◆ TASK TO CARRY OUT
According to the Thanksgiving turkey safety article, how long should a turkey be thawed in the refrigerator?

◆ QUOTED PASSAGE
((

OKLAHOMA CITY (KFOR) – Thanksgiving Day is just a week away and the time to start meal preparations is rapidly approaching.

Though the side dishes may vary, turkey is the traditional centerpiece for the holiday.

Here are a few tips to safely prepare and preserve your bird.

How long does it take to thaw a turkey?

It depends on what method you use.

According to foodsafety.gov, you can thaw in the refrigerator (recommended), utilize the cold-water bath method or thaw in the microwave.

If you opt for the refrigerator, you should thaw for 24 hours for every 5 pounds. For the cold-water bath, it’s 30 minutes per pound. Check your user manual for thaw time using the microwave method.

Health officials say the turkey should never be thawed on the counter or in hot water and must not be left at room temperature for more than two hours.

Should I wash the bird before I cook it?

No, according to food safety officials. Washing or rinsing any meat or poultry actually increases the risk you will cross-contaminate germs to other foods you’re preparing.

How long should I cook the turkey?

For big birds, you may be tempted to cook on low overnight, because of the length of time it takes to cook large turkeys. This could be dangerous, however. Per foodsafety.gov, “at lower temperatures, poultry stays in the Danger Zone (between 40 to 140 degrees Fahrenheit) for too long.” The site states cooking poultry at oven temperatures lower than 325 degrees Fahrenheit is not safe.

Rather, if you’re short on time, perhaps opt for an oven bag. The proper cook times for birds ranging in size are listed below:

  • 8-12 lb. turkey: 1 1/2 to 2 hours.
  • 12 to 16 lb. turkey: 2 to 2 1/2 hours.
  • 16-20 lb. turkey: 2 1/2 to 3 hours.
  • 20-24 lb. turkey: 3 to 3 1/2 hours.

Refer to the manufacturer provided instructions on the oven bags for specific timetables.

When do I know my turkey is ready?

The turkey is ready when it reaches a safe minimum internal temperature of 165 degrees Fahrenheit as measured with a food thermometer.

How long to thaw a turkey graphic

Check the internal temperature in the thickest part of the breast, the innermost part of the thigh, and the innermost part of the wing.

Stuffing or dressing?

The USDA does not recommend stuffing a turkey.

Stuffing your turkey will only make it take longer to cook and the stuffing must also reach the safe minimum internal temperature of 165 degrees Fahrenheit. (If you choose to stuff your turkey, add 30 minutes to the cook time.)

What about the leftovers?

Leftovers should be stored within two hours of cooking. The food does not need to be room temperature before refrigeration/freezing. Leftovers should be placed in the refrigerator or freezer as soon as possible, even if they still have steam or heat coming off of them.

Divide leftovers into smaller portions and refrigerate or freeze them in covered shallow containers so they cool quickly. A large container or whole turkey will take too long to cool down to a safe temperature, which gives bacteria a chance to multiply. 

Leftovers can be kept in the refrigerator for three to four days. After four days, spoilage bacteria can cause food to develop a bad smell or taste.

Health officials say this means you have until the Monday after Thanksgiving to eat all those delicious leftovers or place them in the freezer to enjoy later. If you store leftovers in the freezer, they can keep 2-6 months.

When reheating leftovers, be sure they re-reach 165 degrees Fahrenheit with a food thermometer before eating.

If you have any additional questions, you can call the USDA Meat and Poultry Hotline at 1-888-674-6854 (open on Thanksgiving Day from 7 a.m. to 1 p.m.), chat live at ask.usda.gov from 9 a.m. to 5 p.m., Monday through Friday, or download the USDA’s FoodKeeper app.

))

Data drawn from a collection
((

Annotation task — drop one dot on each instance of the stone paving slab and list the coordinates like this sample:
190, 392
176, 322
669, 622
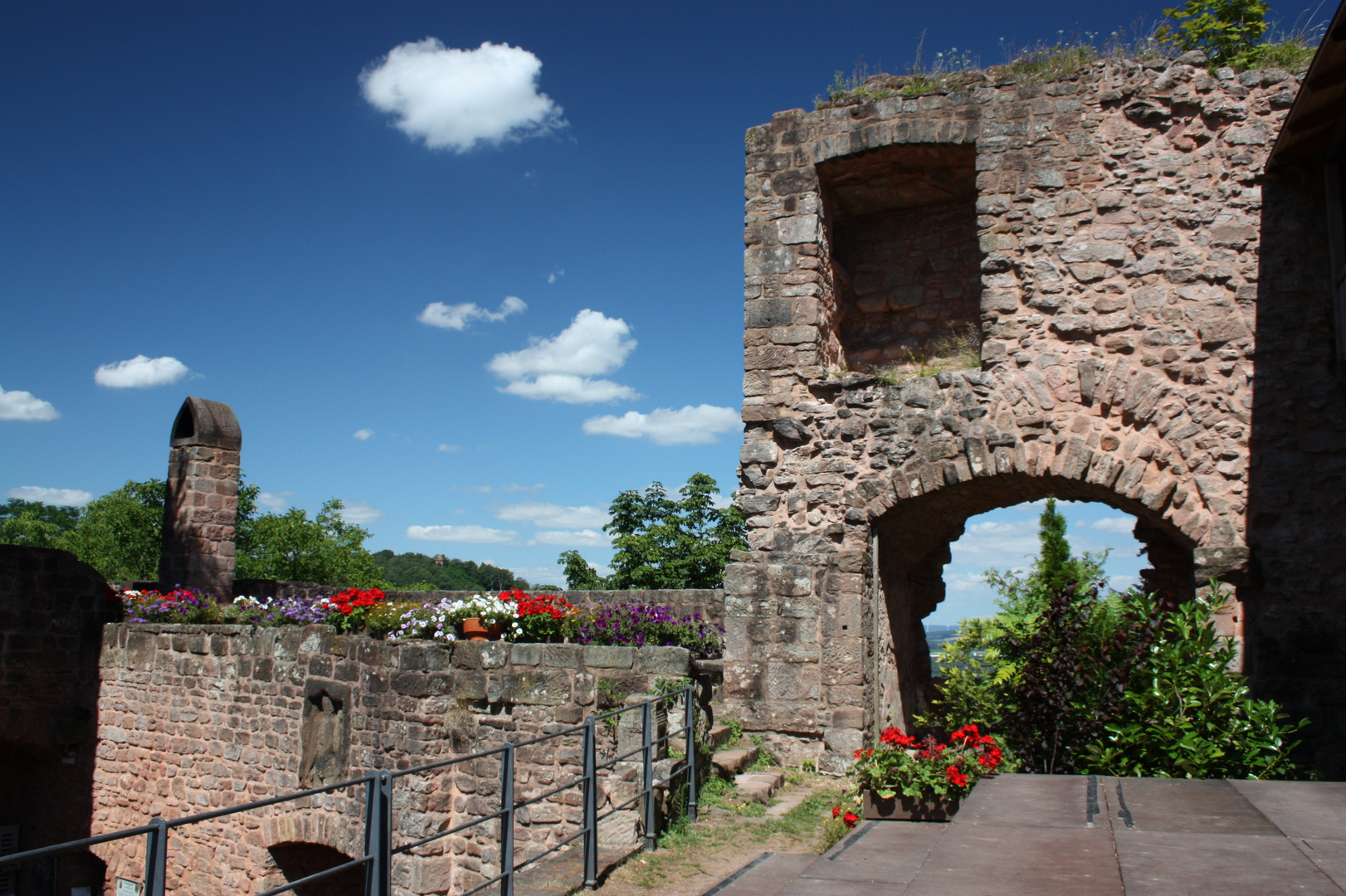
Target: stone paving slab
1183, 864
872, 860
1039, 835
1300, 807
1027, 801
1010, 860
1179, 805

))

◆ WRITTEN SOLUTION
24 hours for every 5 pounds.